## What you will do
Reproduce all of the entries below, replacing every occurrence of "innermost" with "central" and leaving everything else unchanged. Omit the pictures from your reproduction.

## Extracted material
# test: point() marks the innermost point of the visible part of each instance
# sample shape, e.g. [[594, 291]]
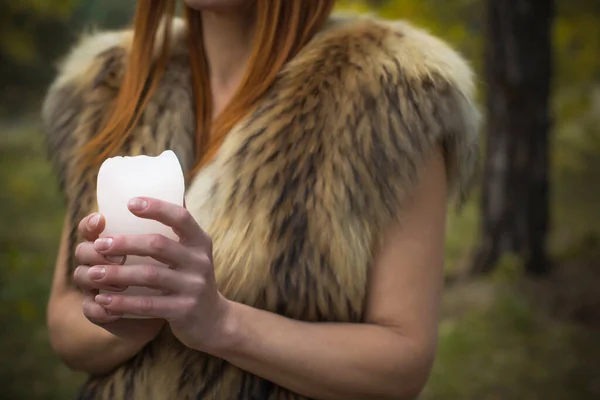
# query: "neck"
[[227, 42]]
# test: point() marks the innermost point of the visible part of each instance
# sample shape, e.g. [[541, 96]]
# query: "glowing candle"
[[122, 178]]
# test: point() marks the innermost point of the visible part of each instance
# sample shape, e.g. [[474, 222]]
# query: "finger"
[[85, 254], [91, 226], [97, 314], [81, 278], [177, 217], [165, 307], [156, 246], [150, 276]]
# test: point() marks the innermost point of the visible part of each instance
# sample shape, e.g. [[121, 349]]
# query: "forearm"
[[327, 361], [82, 345]]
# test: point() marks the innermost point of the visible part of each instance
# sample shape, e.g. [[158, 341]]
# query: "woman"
[[321, 154]]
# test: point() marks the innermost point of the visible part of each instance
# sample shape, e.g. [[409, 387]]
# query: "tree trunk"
[[515, 197]]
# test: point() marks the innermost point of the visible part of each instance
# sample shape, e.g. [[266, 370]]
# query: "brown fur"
[[298, 196]]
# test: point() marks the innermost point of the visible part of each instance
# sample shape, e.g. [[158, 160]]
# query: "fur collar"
[[302, 189]]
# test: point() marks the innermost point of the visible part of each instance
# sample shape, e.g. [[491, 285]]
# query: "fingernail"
[[93, 222], [96, 272], [103, 244], [103, 299], [137, 204], [115, 259]]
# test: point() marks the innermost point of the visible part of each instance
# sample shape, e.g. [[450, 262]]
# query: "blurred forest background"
[[505, 333]]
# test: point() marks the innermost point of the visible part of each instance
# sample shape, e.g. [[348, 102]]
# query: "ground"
[[501, 337]]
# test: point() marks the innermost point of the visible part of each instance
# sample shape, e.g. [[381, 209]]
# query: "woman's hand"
[[141, 331], [191, 303]]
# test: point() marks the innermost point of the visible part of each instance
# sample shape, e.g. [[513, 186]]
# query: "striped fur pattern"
[[298, 196]]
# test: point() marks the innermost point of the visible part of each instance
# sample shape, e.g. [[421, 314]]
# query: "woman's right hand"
[[138, 330]]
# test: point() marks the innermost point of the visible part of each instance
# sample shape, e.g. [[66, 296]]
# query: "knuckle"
[[182, 216], [189, 304], [158, 242], [145, 305], [197, 284], [78, 274], [150, 274], [78, 251]]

## Answer
# test: point() marks the central point of the visible part of each instance
# sample shape, e.g. [[594, 291]]
# query: "neck"
[[227, 42]]
# test: point() marks the central point of the visible part of each instance
# sample shape, e.g. [[541, 96]]
# query: "glowing candle"
[[122, 178]]
# test: point() marks the central point of the visible part of each instance
# sample shape, e.g. [[474, 222]]
# query: "finger"
[[85, 254], [91, 226], [97, 314], [81, 278], [177, 217], [165, 307], [156, 246], [150, 276]]
# test: point() marks the central point of the visible part of each instance
# sample shape, e.g. [[121, 349]]
# query: "forearm"
[[327, 361], [82, 345]]
# test: point() marks the central point of the visible part of each instance
# sample shape, e.g. [[158, 341]]
# query: "woman"
[[321, 154]]
# test: point() marks the central point of the visible part of each instance
# sample shape, e.g. [[409, 387]]
# query: "tree trunk"
[[515, 197]]
# test: point() marks the central point of the visible part of each instance
# sample shape, e.g. [[266, 370]]
# query: "brown fur"
[[298, 196]]
# test: point() marks the central point of the visible part of each instance
# sample shape, e.g. [[158, 160]]
# query: "fur collar"
[[302, 189]]
# test: point() marks the central point of the visible part of each instance
# sample shape, e.g. [[491, 285]]
# query: "fingernail"
[[93, 222], [96, 272], [103, 244], [103, 299], [137, 204], [115, 259]]
# test: point() marks the central point of the visible part of each instance
# sample shape, e.g. [[450, 262]]
# query: "blurred forest background"
[[505, 333]]
# test: point() marks the central point of the visible part of each instance
# sample shape, e.g. [[348, 102]]
# query: "ground"
[[501, 337]]
# test: point() marks the central point of the visible part of each instance
# sample shape, e.g. [[381, 209]]
# query: "woman's hand"
[[141, 331], [191, 303]]
# test: point() marks the central point of the visible part of each instance
# sample shape, e.g. [[513, 186]]
# query: "striped fur pattern"
[[298, 196]]
# test: point() marks the central point of the visible part of each instance
# sample shape, e.g. [[421, 314]]
# query: "woman's right hand"
[[138, 330]]
# test: point() marks the central point of the visible part of each instance
# sample shape, e.g. [[66, 296]]
# query: "knuckle"
[[182, 216], [189, 304], [158, 242], [145, 305], [197, 284], [78, 274], [150, 274], [78, 251]]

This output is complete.